* PROMPT:
Show all the lines in the data below that include the word "green".

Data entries
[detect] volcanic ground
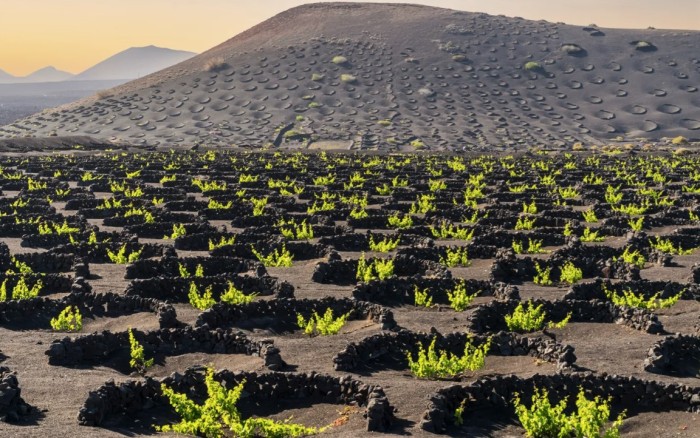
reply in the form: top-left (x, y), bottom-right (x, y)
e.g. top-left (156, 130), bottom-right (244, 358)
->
top-left (0, 149), bottom-right (697, 437)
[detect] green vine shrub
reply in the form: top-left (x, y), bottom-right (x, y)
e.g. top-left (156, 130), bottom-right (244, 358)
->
top-left (251, 244), bottom-right (294, 267)
top-left (0, 277), bottom-right (43, 300)
top-left (406, 336), bottom-right (491, 379)
top-left (50, 305), bottom-right (83, 332)
top-left (505, 301), bottom-right (571, 333)
top-left (447, 281), bottom-right (477, 311)
top-left (107, 244), bottom-right (142, 264)
top-left (156, 367), bottom-right (323, 437)
top-left (296, 308), bottom-right (349, 336)
top-left (128, 328), bottom-right (154, 373)
top-left (356, 253), bottom-right (394, 282)
top-left (603, 286), bottom-right (683, 310)
top-left (414, 286), bottom-right (433, 307)
top-left (188, 283), bottom-right (216, 310)
top-left (513, 387), bottom-right (625, 438)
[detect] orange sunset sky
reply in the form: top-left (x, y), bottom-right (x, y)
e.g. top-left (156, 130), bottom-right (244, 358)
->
top-left (1, 0), bottom-right (698, 76)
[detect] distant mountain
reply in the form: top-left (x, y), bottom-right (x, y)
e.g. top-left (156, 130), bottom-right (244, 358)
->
top-left (0, 69), bottom-right (15, 83)
top-left (0, 46), bottom-right (194, 84)
top-left (22, 66), bottom-right (73, 83)
top-left (0, 66), bottom-right (73, 84)
top-left (72, 45), bottom-right (196, 81)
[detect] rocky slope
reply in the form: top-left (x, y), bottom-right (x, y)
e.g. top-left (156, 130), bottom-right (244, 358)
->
top-left (1, 2), bottom-right (698, 150)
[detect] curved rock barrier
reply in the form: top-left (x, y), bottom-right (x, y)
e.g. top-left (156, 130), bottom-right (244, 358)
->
top-left (173, 230), bottom-right (283, 251)
top-left (472, 228), bottom-right (567, 248)
top-left (103, 211), bottom-right (194, 227)
top-left (78, 366), bottom-right (393, 431)
top-left (395, 244), bottom-right (499, 261)
top-left (20, 233), bottom-right (88, 249)
top-left (124, 256), bottom-right (262, 279)
top-left (318, 232), bottom-right (432, 252)
top-left (210, 240), bottom-right (332, 261)
top-left (313, 254), bottom-right (449, 285)
top-left (124, 274), bottom-right (294, 302)
top-left (249, 223), bottom-right (353, 238)
top-left (333, 329), bottom-right (576, 372)
top-left (196, 297), bottom-right (396, 331)
top-left (420, 372), bottom-right (700, 433)
top-left (566, 278), bottom-right (699, 301)
top-left (12, 252), bottom-right (75, 273)
top-left (644, 334), bottom-right (700, 375)
top-left (468, 299), bottom-right (663, 334)
top-left (0, 272), bottom-right (72, 295)
top-left (0, 291), bottom-right (177, 328)
top-left (0, 224), bottom-right (39, 239)
top-left (352, 278), bottom-right (518, 305)
top-left (68, 291), bottom-right (179, 328)
top-left (124, 221), bottom-right (216, 239)
top-left (0, 296), bottom-right (67, 326)
top-left (162, 199), bottom-right (208, 212)
top-left (48, 241), bottom-right (164, 263)
top-left (46, 326), bottom-right (285, 371)
top-left (489, 241), bottom-right (640, 284)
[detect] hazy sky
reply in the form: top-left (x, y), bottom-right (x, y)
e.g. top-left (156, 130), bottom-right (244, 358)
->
top-left (1, 0), bottom-right (698, 76)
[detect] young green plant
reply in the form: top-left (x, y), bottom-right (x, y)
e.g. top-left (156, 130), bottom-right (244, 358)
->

* REPLY:
[detect] green vine shrub
[detect] young green plant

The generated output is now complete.